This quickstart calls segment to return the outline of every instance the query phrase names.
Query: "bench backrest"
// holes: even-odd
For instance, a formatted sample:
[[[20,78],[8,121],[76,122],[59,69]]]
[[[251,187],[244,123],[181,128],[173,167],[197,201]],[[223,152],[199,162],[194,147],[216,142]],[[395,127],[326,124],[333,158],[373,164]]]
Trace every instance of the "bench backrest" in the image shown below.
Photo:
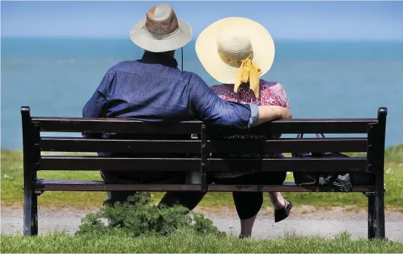
[[[366,134],[366,137],[281,138],[264,141],[212,139],[209,138],[209,133],[217,129],[200,121],[155,123],[112,118],[35,118],[31,117],[28,107],[23,107],[21,113],[24,167],[32,171],[199,171],[202,176],[202,189],[205,189],[205,175],[210,171],[227,172],[250,169],[252,171],[375,172],[383,169],[387,115],[385,108],[379,108],[377,118],[278,120],[262,125],[250,131],[250,133],[255,134]],[[146,136],[156,134],[184,136],[176,139],[163,140],[151,138],[105,139],[41,136],[41,132],[46,132],[138,134]],[[191,139],[191,134],[198,134],[200,139]],[[130,153],[136,154],[136,156],[45,156],[41,155],[41,151]],[[367,153],[366,157],[333,158],[222,159],[209,156],[211,153],[225,154],[251,151],[340,151]],[[150,153],[153,155],[153,158],[145,155]],[[189,154],[196,158],[189,158]]]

#### [EXERCISE TASK]
Copy out every line of the records above, the labeling instructions included, and add 140 to each coordinate in the answer outlines. Leave the numbers in the instructions and sample formats unchanged, and leave out the pictures.

#### [RESULT]
This quickstart calls segment to return the outline of every instance the query phrase names.
Query: "bench backrest"
// holes: even-odd
For instance, a formatted sample:
[[[20,78],[8,121],[76,122],[59,69]]]
[[[251,187],[244,123],[181,128],[173,167],[197,201]],[[223,152],[199,162],[194,147],[216,142]],[[395,127],[326,124],[333,158],[373,164]]]
Trace every instance of the "bench backrest" in the image shown below.
Photo:
[[[506,274],[506,277],[421,278],[404,281],[352,279],[349,278],[349,273],[357,269],[340,261],[295,263],[252,258],[175,258],[171,257],[168,247],[163,247],[161,253],[164,307],[172,311],[339,311],[342,316],[342,329],[345,329],[345,315],[350,311],[367,312],[390,309],[392,311],[515,312],[523,309],[527,255],[525,248],[519,248],[517,258],[418,260],[402,265],[390,271],[390,273],[395,274]],[[286,276],[296,274],[324,276],[316,279],[303,280],[291,278],[245,279],[181,276],[181,272],[186,272],[278,274]],[[331,279],[331,274],[338,274],[340,279]],[[270,293],[276,294],[276,296],[185,296],[181,295],[181,291]],[[507,293],[506,297],[473,298],[362,299],[349,296],[351,293],[365,294],[391,291],[480,291]],[[290,293],[293,295],[293,298],[285,295]],[[329,294],[336,298],[329,298]]]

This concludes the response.